• **Things to do**
**A.** Answer these questions using the opinion excerpt on the grievance procedures:
(i) On what date was the memorandum that adopted the grievance procedures issued?
(ii) What kinds of relief did the landowners seek in their action?
(iii) Which case is quoted for the view that a court must first decide whether a challenged practice or policy is a "rule"?
**B.** Decide whether each statement agrees with the opinion excerpt on the grievance procedures. Answer yes or no, and quote the words that decide it.
(i) The landowners assert that the grievance procedures went through public notice, comment, and hearing.
(ii) Before ruling on validity, the trial court first had to determine whether the grievance procedures were a "rule."
(iii) The court declines to follow other jurisdictions on the threshold question.
**C.** Write the next part of the opinion excerpt on the grievance procedures, starting after its final sentence.

• **Text**
# # # # #
In this case, the landowners brought an action for declaratory and injunctive relief to challenge the validity of the grievance procedures adopted by ADEM in the November 5, 2018, memorandum. The landowners maintain in their complaint that the grievance procedures are invalid because neither ADEM nor the director had the statutory authority to adopt the grievance procedures and because ADEM and the director did not subject the grievance procedures to public notice, comment, and hearing as required by the rulemaking procedures within the AAPA. We conclude that the landowners' action is based on § 41-2210. We recognize that ADEM, the director, and the nondiscrimination coordinator contest that the grievance procedures fall within the AAPA statutory definition of the term "rule" contained in Ala. Code 1975, § 4122-3(9), and that § 41-22-10 expressly provides for actions to challenge "the validity or applicability of a rule." However, before the trial court could decide whether the grievance procedures were invalid for failing to comply with the rulemaking procedures set forth in the AAPA, the trial court had to first determine whether the grievance procedures were, in fact, a "rule." See Ex parte Traylor Nursing Home, Inc., 543 So.2d 1179, 1182 (Ala. 1988). We agree with other jurisdictions that have held that an administrative-procedure statute bestowing upon a court jurisdiction to hear an action challenging the validity of an agency rule necessarily authorizes that court to decide the threshold question of whether that agency's action qualifies as a rule in the first place. See Phoenix Children's Hosp. v. Arizona Health Care Cost Containment Sys. Admin., 195 Ariz. 277, 281, 987 P.2d 763, 767 (Ct. App. 1999) ("[T]he superior court's jurisdiction ... to determine the validity of a 'rule' requires an affirmative resolution of a critical threshold question: whether the challenged practice or policy is a 'rule' ...."); see also King v. Gorczyk, 175 Vt. 220, 227, 825 A.2d 16, 23 (2003); State Dep't of Admin., Div. of Pers. v. Harvey, 356 So.2d 323, 325 (Fla. Dist. Ct. App. 1977). Thus, the entirety of the controversy between the parties fell within the ambit of § 41-22-10.
# # # # #
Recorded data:
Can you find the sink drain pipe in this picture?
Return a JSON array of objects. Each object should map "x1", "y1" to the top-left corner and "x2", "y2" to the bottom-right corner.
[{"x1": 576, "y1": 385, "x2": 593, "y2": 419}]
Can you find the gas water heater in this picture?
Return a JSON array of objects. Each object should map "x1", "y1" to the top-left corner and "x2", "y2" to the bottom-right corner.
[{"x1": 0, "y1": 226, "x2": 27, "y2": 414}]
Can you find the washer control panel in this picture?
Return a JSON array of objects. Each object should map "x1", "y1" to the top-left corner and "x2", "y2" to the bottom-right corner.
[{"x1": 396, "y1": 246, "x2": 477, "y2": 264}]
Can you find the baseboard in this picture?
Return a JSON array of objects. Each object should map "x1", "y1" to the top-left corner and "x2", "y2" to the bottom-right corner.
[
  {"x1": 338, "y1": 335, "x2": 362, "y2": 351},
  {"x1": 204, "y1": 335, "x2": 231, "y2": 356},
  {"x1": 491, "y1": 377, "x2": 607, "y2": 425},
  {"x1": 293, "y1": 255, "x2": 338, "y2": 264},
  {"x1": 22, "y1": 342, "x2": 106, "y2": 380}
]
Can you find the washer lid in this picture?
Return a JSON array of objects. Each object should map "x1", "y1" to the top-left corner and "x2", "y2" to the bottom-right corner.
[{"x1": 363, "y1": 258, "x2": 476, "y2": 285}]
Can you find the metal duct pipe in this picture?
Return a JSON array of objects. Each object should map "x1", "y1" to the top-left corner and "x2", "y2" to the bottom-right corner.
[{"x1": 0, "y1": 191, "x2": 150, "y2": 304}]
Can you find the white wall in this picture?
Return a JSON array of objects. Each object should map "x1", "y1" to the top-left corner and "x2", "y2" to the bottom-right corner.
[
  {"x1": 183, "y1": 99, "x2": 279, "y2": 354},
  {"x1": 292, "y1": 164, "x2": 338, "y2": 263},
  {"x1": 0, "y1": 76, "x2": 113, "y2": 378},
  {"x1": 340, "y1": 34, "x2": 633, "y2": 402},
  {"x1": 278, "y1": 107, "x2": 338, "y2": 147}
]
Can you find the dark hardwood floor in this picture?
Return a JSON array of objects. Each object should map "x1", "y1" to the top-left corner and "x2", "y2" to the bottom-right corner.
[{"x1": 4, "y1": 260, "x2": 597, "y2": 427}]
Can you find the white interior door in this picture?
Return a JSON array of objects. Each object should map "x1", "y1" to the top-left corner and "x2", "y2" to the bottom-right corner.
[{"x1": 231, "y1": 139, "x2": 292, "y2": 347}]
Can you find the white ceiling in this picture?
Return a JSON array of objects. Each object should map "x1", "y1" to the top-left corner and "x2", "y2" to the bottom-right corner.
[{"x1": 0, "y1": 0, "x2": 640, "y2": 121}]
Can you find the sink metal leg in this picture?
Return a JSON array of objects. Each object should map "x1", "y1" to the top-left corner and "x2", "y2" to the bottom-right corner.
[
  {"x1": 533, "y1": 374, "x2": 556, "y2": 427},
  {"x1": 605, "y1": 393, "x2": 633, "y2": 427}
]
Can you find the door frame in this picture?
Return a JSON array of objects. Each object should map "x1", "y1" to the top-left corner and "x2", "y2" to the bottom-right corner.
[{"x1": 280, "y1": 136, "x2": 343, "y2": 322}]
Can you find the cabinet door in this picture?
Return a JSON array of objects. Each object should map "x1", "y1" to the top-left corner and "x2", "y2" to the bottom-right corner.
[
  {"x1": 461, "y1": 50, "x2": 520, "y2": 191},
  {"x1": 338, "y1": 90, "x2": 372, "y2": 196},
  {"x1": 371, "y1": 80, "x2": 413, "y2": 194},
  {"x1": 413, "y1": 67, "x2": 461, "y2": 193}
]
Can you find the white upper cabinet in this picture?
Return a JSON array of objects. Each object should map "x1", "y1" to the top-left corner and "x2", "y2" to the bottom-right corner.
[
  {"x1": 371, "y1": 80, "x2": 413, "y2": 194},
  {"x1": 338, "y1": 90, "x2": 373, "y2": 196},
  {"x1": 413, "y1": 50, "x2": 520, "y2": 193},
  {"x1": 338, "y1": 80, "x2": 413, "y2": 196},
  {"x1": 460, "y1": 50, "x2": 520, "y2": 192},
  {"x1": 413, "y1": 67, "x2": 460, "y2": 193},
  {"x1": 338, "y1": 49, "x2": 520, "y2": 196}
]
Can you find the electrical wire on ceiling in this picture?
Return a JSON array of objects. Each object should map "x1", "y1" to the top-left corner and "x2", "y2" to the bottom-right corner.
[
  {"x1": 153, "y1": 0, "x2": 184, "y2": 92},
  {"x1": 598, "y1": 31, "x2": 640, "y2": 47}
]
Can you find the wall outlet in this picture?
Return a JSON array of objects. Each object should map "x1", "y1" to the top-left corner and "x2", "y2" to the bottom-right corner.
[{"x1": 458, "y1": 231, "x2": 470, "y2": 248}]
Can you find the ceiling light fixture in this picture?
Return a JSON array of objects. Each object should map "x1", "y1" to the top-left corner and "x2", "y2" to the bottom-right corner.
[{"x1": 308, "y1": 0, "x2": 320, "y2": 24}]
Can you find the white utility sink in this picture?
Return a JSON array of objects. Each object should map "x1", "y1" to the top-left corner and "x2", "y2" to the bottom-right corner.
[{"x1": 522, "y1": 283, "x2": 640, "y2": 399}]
# # # # #
• **Answers for the exercise**
**A.**
(i) November 5, 2018.
(ii) Declaratory and injunctive relief.
(iii) Phoenix Children's Hosp. v. Arizona Health Care Cost Containment Sys. Admin.

**B.**
(i) No: "ADEM and the director did not subject the grievance procedures to public notice, comment, and hearing"
(ii) Yes: "the trial court had to first determine whether the grievance procedures were, in fact, a "rule.""
(iii) No: "We agree with other jurisdictions"

**C.**
"[T]he phrase 'interferes with or impairs, or threatens to interfere with or impair, [the plaintiffs] legal rights or privileges' is liberally construed to confer standing on a broad class of plaintiffs who seek to challenge administrative regulations." Shoemake, 656 So.2d at 866. The landowners fall within that class. In Alexander v. Sandoval, 532 U.S. 275, 289 (2001), the United States Supreme Court held that 42 U.S.C. § 2000d-1 does not establish a private right of action to redress disparateimpact racial discrimination. It does not follow, however, that a citizen claiming that ADEM has subjected him or her to such discrimination has no remedy. 40 C.F.R. § 7.90(a) requires ADEM to "adopt grievance procedures that assure the prompt and fair resolution of complaints" alleging disparate-impact racial discrimination. Although under Sandoval, 40 C.F.R. § 7.90(a) does not establish a private right of action, it can -- and does -- provide the procedure for private citizens to obtain administrative relief directly from a state agency. In this case, if ADEM did not comply with 40 C.F.R. § 7.90(a) by failing to validly promulgate the grievance procedures, the landowners could be deprived of access to that specific remedy.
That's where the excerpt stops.